-------- DOKUMENT --------

Dortmund. Mitten in der Energiekrise geht Thyssenkrupp Steel in Dortmund mit einem neuen Werk an den Start, das einen enormen Erdgasbedarf hat.
Die neue Werkshalle auf dem Gelände der Dortmunder Westfalenhütte ist länger als drei Fußballfelder und so hoch wie das städtische Wahrzeichen U-Turm. Dutzende tonnenschwere Coils mit aufgewickeltem Stahl liegen schon bereit für die Produktion. Nicht nur die Ausmaße der sogenannten Feuerbeschichtungsanlage sind enorm, auch ihr Energiehunger ist es. Jeden Tag verbrauche das Aggregat ähnlich viel Erdgas wie „eine mittelgroße Stadt“, berichtet Bernhard Osburg, der Vorstandschef von Thyssenkrupp Steel.
Ein lautes Rauschen hallt beharrlich durchs Werk, während NRW-Ministerpräsident Hendrik Wüst (CDU) die neue Anlage mit dem Kürzel „FBA 10“ besichtigt. Schon bald will Deutschlands größter Stahlkonzern seine Kunden, darunter insbesondere Autobauer und Hersteller von Haushaltsgeräten, mit feuerverzinkten Blechen beliefern. Die Verzinkung soll für einen hohen Korrosionsschutz sorgen, also für Rostfreiheit und Langlebigkeit.
Mehr als eine Viertelmilliarde Euro hat Thyssenkrupp Steel nach eigenen Angaben in das neue Werk investiert. Oberbürgermeister Thomas Westphal (SPD) spricht in diesem Zusammenhang vom „Wunder von Dortmund“.
Das neue Aggregat soll die Produktionskapazität der Westfalenhütte um rund 600.000 Tonnen pro Jahr erhöhen. Damit steige das Volumen auf etwa eine Million Tonnen pro Jahr. „Am Standort Dortmund
sichern wir somit nicht nur die bereits bestehenden 1300 Arbeitsplätze, sondern schaffen auch rund 100 neue Stellen“, sagt Vorstandschef Osburg. Auch der Produktionsverbund von Thyssenkrupp Steel soll profitieren. Das Material, das in Dortmund verarbeitet wird, kommt mit der Bahn vom Hochofen-Standort Duisburg.
Den Namen FBA 10 trägt das Stahlwerk, weil es bereits neun weitere Feuerbeschichtungsanlagen von Thyssenkrupp Steel gibt. Sie befinden sich unter anderem in Bochum und Duisburg sowie im Sauer- und Siegerland.
Ministerpräsident Wüst hebt bei seinem Besuch in Dortmund die Bedeutung der Stahlindustrie für Nordrhein-Westfalen hervor. NRW habe immer von langen Wertschöpfungsketten profitiert, nicht nur in der Stahl-, sondern auch in der Chemieindustrie, sagt er.

-------- AUSGELESENE EINTRÄGE --------

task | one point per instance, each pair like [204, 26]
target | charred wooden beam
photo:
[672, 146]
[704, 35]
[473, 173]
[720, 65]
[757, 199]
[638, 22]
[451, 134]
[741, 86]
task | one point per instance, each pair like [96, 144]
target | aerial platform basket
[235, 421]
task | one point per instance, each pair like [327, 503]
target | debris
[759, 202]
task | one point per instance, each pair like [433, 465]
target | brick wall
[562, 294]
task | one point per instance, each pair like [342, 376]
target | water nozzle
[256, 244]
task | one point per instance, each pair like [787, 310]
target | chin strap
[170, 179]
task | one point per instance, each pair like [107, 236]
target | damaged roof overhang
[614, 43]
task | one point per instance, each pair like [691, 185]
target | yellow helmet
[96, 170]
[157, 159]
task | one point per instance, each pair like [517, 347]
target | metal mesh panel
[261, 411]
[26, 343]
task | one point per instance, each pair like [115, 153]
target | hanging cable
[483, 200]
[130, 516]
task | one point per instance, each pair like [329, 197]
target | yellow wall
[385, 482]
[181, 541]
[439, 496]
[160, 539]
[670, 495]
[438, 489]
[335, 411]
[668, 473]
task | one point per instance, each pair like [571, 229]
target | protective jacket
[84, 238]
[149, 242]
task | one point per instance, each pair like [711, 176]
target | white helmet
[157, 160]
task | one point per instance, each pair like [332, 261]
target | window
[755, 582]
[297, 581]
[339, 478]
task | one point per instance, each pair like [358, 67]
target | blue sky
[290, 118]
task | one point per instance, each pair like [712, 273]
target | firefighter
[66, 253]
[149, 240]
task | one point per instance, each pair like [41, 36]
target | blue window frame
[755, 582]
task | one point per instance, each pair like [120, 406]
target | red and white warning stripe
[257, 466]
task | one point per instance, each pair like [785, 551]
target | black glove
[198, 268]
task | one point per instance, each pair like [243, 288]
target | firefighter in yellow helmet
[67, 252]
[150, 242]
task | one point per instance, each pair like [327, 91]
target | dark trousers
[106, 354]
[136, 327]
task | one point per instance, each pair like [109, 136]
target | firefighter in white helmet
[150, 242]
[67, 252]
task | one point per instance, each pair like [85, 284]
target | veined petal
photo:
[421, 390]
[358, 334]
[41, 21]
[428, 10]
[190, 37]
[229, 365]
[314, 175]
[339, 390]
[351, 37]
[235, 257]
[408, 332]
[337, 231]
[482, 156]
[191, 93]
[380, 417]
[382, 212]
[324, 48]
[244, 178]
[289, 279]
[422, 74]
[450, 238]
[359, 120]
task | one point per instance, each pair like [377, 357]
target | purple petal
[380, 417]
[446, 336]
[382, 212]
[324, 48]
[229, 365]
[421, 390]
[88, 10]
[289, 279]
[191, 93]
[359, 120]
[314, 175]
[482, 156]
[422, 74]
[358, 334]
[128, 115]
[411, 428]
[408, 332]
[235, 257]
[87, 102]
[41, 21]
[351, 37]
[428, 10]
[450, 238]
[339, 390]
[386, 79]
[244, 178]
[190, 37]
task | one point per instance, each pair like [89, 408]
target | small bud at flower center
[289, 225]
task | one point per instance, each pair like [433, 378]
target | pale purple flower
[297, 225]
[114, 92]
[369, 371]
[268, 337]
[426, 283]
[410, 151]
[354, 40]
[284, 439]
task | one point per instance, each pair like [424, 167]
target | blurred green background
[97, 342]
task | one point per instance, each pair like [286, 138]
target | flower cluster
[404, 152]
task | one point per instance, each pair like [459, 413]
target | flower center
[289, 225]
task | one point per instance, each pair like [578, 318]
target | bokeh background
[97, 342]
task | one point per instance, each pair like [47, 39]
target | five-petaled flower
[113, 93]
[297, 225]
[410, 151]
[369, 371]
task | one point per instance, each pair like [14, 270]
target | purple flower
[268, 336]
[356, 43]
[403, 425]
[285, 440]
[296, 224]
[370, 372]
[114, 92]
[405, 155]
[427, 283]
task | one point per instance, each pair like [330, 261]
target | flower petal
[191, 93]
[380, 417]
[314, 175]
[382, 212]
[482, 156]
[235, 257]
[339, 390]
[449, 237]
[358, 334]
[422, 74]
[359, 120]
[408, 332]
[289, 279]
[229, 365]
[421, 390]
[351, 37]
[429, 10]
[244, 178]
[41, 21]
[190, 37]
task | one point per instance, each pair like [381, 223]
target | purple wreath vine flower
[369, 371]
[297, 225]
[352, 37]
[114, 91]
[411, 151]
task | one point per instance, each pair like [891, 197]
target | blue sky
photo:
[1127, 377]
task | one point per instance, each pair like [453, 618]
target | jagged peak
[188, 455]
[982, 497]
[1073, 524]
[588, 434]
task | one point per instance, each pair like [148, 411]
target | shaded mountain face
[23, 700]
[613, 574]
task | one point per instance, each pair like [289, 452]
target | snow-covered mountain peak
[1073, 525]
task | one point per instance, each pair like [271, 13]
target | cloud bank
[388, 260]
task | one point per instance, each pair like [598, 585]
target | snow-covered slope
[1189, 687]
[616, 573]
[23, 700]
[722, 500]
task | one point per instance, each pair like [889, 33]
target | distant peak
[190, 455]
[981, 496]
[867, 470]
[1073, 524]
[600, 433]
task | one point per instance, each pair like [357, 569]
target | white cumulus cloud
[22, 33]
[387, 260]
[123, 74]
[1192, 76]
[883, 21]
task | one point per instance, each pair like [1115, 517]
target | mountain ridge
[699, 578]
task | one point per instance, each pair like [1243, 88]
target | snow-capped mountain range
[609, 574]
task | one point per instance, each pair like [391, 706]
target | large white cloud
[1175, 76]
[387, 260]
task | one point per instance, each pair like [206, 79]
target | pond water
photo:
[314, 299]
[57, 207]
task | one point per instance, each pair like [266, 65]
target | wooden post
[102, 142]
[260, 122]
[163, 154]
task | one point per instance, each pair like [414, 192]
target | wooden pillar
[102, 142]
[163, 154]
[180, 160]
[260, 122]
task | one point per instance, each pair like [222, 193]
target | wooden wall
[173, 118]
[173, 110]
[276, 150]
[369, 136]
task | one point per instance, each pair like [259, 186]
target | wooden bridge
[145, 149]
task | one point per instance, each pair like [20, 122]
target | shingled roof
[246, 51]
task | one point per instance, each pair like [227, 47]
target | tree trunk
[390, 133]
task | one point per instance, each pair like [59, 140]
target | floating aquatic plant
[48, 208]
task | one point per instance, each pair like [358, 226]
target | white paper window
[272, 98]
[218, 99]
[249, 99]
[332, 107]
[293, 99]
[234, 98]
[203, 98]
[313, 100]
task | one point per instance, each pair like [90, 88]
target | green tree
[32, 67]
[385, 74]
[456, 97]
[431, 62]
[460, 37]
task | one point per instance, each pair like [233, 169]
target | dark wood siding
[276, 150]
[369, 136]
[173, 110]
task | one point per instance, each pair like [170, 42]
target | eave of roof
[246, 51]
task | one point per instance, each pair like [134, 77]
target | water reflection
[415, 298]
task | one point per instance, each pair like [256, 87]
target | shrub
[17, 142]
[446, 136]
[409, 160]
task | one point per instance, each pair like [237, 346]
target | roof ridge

--------

Schreib aus dem Artikel über das neue Thyssenkrupp-Werk in Dortmund die Stelle Wort für Wort ab, die mit „Die neue Werkshalle“ beginnt und bis einschließlich „von Thyssenkrupp Steel.“ geht.

* ANTWORT ZUR AUFGABE
Die neue Werkshalle auf dem Gelände der Dortmunder Westfalenhütte ist länger als drei Fußballfelder und so hoch wie das städtische Wahrzeichen U-Turm. Dutzende tonnenschwere Coils mit aufgewickeltem Stahl liegen schon bereit für die Produktion. Nicht nur die Ausmaße der sogenannten Feuerbeschichtungsanlage sind enorm, auch ihr Energiehunger ist es. Jeden Tag verbrauche das Aggregat ähnlich viel Erdgas wie „eine mittelgroße Stadt“, berichtet Bernhard Osburg, der Vorstandschef von Thyssenkrupp Steel.